● **What you need to do**:
Retype the material that follows line for line without any changes, and leave the pictures out of your copy.

═══ Data supplied

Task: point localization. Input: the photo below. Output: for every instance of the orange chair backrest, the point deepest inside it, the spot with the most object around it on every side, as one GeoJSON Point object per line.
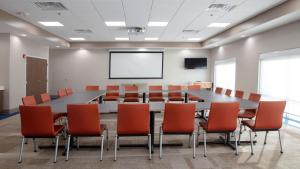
{"type": "Point", "coordinates": [112, 90]}
{"type": "Point", "coordinates": [83, 119]}
{"type": "Point", "coordinates": [223, 116]}
{"type": "Point", "coordinates": [92, 88]}
{"type": "Point", "coordinates": [218, 90]}
{"type": "Point", "coordinates": [174, 91]}
{"type": "Point", "coordinates": [69, 91]}
{"type": "Point", "coordinates": [133, 119]}
{"type": "Point", "coordinates": [239, 94]}
{"type": "Point", "coordinates": [194, 87]}
{"type": "Point", "coordinates": [61, 93]}
{"type": "Point", "coordinates": [36, 121]}
{"type": "Point", "coordinates": [45, 97]}
{"type": "Point", "coordinates": [29, 101]}
{"type": "Point", "coordinates": [269, 115]}
{"type": "Point", "coordinates": [254, 97]}
{"type": "Point", "coordinates": [228, 92]}
{"type": "Point", "coordinates": [155, 91]}
{"type": "Point", "coordinates": [179, 118]}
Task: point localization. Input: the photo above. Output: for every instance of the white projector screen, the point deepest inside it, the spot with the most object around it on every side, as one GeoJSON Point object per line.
{"type": "Point", "coordinates": [136, 65]}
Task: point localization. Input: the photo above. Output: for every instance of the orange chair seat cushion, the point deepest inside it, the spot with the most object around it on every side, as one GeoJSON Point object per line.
{"type": "Point", "coordinates": [131, 99]}
{"type": "Point", "coordinates": [176, 99]}
{"type": "Point", "coordinates": [111, 98]}
{"type": "Point", "coordinates": [249, 114]}
{"type": "Point", "coordinates": [156, 99]}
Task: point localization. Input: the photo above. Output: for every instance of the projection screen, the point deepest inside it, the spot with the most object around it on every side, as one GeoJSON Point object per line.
{"type": "Point", "coordinates": [135, 65]}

══════

● **Answer for the task**:
Task: point localization. Input: the photo below. Output: for every instance of the orange chair backrest, the point deepest inside it, the spot with the most object around it on every side, as one GeoJSON Point object per line.
{"type": "Point", "coordinates": [112, 90]}
{"type": "Point", "coordinates": [83, 119]}
{"type": "Point", "coordinates": [223, 116]}
{"type": "Point", "coordinates": [92, 88]}
{"type": "Point", "coordinates": [218, 90]}
{"type": "Point", "coordinates": [174, 91]}
{"type": "Point", "coordinates": [69, 91]}
{"type": "Point", "coordinates": [133, 119]}
{"type": "Point", "coordinates": [239, 94]}
{"type": "Point", "coordinates": [194, 87]}
{"type": "Point", "coordinates": [61, 93]}
{"type": "Point", "coordinates": [36, 121]}
{"type": "Point", "coordinates": [45, 97]}
{"type": "Point", "coordinates": [29, 101]}
{"type": "Point", "coordinates": [269, 115]}
{"type": "Point", "coordinates": [254, 97]}
{"type": "Point", "coordinates": [228, 92]}
{"type": "Point", "coordinates": [155, 91]}
{"type": "Point", "coordinates": [179, 118]}
Task: point localization. Input: the photo above. Output: for every instance of the white projector screen, the point deepest inside it, the spot with the most object around it on every side, as one GeoJSON Point object per line.
{"type": "Point", "coordinates": [136, 65]}
Task: point localization. Input: the photo above. Output: for every instance of the orange chair seat cushion, the point deepest inside it, the spot with the most object around it on every side, as one GeoJSON Point object per line.
{"type": "Point", "coordinates": [131, 99]}
{"type": "Point", "coordinates": [176, 99]}
{"type": "Point", "coordinates": [111, 98]}
{"type": "Point", "coordinates": [249, 114]}
{"type": "Point", "coordinates": [156, 99]}
Task: point localization. Input: the photo above. Output: for every instance of the projection screen, the point deepest inside it, the spot with the most object around it on every side, as one GeoJSON Point object per line.
{"type": "Point", "coordinates": [135, 65]}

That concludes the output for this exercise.